= DATA EXCERPTS =
_____
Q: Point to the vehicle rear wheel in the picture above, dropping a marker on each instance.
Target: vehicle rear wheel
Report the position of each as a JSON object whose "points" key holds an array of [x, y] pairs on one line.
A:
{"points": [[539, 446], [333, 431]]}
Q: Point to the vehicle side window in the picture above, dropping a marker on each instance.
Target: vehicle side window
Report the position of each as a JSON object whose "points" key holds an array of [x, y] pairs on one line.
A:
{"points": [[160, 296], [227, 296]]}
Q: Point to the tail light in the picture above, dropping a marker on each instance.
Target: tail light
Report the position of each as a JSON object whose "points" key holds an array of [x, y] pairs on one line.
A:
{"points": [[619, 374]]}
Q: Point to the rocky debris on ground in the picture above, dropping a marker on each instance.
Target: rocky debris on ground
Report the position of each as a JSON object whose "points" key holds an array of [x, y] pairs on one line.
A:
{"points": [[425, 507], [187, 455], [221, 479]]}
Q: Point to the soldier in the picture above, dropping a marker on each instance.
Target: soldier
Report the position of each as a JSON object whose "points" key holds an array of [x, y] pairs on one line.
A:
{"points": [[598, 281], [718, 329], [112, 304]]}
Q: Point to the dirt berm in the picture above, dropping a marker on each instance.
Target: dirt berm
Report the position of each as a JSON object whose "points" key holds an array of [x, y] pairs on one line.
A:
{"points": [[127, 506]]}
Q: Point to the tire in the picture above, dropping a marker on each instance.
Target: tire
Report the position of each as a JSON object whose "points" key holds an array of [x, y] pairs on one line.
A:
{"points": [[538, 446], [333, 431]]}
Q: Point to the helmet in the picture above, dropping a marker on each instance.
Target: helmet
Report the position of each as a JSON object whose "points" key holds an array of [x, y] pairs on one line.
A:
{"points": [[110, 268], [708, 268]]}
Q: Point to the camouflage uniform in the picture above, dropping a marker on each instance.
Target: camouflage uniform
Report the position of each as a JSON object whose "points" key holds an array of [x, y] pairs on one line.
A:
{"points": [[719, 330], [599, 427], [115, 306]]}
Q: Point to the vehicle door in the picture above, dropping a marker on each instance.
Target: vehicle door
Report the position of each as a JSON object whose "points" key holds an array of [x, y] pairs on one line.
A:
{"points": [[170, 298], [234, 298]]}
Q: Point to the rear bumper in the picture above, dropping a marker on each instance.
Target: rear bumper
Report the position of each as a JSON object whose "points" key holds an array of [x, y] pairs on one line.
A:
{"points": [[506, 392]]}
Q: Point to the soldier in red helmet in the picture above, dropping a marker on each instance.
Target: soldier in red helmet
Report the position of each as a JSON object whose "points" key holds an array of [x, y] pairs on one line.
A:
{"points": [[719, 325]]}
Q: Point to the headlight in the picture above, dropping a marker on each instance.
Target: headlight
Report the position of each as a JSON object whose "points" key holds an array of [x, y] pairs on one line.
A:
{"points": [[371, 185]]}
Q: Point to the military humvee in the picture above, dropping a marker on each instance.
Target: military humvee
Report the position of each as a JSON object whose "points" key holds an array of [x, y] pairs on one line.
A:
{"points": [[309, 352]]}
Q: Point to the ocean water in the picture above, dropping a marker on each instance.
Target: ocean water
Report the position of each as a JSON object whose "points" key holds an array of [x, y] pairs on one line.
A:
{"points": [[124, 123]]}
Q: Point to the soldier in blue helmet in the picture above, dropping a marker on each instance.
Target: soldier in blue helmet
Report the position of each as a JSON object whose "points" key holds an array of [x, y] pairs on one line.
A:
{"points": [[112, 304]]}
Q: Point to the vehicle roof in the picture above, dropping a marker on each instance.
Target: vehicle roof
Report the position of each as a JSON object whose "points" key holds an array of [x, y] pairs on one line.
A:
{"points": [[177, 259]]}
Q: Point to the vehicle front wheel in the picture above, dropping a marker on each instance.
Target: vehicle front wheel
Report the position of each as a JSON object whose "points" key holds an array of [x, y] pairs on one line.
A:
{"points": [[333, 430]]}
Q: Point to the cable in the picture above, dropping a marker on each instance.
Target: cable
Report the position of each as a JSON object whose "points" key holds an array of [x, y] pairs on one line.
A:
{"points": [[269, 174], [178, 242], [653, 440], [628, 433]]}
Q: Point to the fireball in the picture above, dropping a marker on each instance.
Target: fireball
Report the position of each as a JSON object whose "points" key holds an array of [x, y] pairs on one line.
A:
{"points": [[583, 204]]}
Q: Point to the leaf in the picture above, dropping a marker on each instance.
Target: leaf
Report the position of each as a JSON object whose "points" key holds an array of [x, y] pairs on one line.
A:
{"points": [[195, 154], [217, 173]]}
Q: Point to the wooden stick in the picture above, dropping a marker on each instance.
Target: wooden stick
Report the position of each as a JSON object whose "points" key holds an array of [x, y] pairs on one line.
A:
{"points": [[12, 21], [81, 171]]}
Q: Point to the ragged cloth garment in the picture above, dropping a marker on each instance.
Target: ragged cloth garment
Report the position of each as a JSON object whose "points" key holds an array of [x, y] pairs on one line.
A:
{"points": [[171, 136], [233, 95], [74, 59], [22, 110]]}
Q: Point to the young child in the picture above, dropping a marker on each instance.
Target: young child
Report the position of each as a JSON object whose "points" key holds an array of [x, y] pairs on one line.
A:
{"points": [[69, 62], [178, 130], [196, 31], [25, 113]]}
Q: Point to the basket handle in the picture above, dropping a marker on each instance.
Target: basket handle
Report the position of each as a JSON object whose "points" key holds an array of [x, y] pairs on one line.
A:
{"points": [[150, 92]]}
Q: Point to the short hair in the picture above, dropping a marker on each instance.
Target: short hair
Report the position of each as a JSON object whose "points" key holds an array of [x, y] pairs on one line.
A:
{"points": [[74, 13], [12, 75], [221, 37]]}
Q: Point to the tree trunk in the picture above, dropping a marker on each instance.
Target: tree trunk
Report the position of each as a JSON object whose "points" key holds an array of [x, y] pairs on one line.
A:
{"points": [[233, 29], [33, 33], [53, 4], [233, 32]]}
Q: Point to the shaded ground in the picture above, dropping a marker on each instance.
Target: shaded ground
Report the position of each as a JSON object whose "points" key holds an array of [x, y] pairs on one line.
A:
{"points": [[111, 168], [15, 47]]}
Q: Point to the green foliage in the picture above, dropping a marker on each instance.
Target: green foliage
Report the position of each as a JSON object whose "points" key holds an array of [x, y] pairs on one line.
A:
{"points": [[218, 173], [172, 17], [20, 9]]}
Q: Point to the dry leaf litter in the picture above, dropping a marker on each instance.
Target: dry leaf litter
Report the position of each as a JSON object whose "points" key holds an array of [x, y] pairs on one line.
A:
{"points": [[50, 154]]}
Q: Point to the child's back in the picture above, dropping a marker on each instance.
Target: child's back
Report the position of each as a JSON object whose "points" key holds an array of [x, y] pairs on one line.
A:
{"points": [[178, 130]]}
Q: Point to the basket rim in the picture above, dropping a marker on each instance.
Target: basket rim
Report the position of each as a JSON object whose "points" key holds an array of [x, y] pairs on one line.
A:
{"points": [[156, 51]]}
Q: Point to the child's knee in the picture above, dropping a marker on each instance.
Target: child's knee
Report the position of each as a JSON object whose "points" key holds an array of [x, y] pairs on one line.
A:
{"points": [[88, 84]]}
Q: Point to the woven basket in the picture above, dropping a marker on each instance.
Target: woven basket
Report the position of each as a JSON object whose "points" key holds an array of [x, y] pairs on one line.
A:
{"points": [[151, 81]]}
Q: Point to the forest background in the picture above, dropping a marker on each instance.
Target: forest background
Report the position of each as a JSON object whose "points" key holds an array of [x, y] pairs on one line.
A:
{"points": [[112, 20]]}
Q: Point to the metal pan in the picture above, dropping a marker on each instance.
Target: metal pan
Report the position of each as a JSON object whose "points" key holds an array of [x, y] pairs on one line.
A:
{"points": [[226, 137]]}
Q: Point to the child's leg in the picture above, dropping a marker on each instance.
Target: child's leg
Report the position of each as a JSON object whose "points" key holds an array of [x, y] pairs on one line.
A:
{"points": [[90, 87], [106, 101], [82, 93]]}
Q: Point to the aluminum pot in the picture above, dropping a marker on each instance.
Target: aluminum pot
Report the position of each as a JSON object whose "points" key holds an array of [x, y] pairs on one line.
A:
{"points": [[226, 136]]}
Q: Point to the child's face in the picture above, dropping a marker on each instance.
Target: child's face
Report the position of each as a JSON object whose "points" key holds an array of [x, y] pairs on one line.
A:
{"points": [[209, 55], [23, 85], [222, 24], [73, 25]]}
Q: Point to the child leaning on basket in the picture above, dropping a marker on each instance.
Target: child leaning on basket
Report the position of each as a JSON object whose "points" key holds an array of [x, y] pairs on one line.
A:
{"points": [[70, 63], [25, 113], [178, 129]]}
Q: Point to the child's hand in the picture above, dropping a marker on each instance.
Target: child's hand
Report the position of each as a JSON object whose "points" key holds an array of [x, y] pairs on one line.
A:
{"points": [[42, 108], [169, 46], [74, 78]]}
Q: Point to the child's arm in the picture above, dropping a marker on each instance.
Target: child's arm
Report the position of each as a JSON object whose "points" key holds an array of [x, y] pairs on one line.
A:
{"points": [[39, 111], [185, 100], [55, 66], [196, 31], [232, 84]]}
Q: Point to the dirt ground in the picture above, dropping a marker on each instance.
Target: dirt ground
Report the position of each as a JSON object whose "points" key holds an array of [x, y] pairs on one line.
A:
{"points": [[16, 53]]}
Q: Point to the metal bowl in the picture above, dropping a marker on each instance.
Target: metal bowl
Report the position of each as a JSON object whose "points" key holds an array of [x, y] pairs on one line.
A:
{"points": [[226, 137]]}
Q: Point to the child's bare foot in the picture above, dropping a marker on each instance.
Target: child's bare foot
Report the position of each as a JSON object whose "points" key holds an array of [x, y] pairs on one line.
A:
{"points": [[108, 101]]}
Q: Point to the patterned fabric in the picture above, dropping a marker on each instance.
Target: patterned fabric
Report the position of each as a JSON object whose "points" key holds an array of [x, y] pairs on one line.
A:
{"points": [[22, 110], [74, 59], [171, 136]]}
_____
= DIRECTIONS =
Reproduce, line for line, the material, starting at its first line, and end once the line holding "Target: tire" has been output.

= EXPECTED OUTPUT =
Q: Point to the vehicle rear wheel in the picture above, dropping a marker on each instance.
Target: vehicle rear wheel
Report the position of each as a JSON object whose "points" key holds an array of [x, y] pairs on one line.
A:
{"points": [[539, 446], [333, 431]]}
Q: Point to the vehicle side window in the picture above, dropping a marker on each instance.
Target: vehicle side window
Report the position of each as a JSON object whose "points" key holds an array of [x, y] pairs on one line.
A:
{"points": [[160, 296], [227, 296]]}
Q: Point to the tail light in the picture above, dropping a marker on each instance.
Target: tail light
Report the position of each as a JSON object whose "points" key holds an array of [x, y] pairs on one line.
A:
{"points": [[619, 374]]}
Q: Point to the rocky debris on ground in the picture above, dropping a marker on each instance.
Target: rocky debris on ground
Report the position of each as a JSON object whose "points" key holds an array of [x, y] pairs on one line.
A:
{"points": [[425, 507], [187, 455], [221, 479]]}
Q: Point to the soldier in the picture above, dropping a marker on each instance.
Target: soldier
Report the position of each as a JSON object whose "points" key holds an array of [x, y] pairs on one line.
A:
{"points": [[598, 281], [718, 329], [112, 304]]}
Q: Point to the dirt berm in the picture above, dropping a marker on each instance.
Target: dirt berm
Report the position of each as a JSON object whose "points" key holds an array of [x, y] pairs on one line.
A:
{"points": [[127, 506]]}
Q: Point to the tire in the picture above, dropping a marker on each instance.
Target: tire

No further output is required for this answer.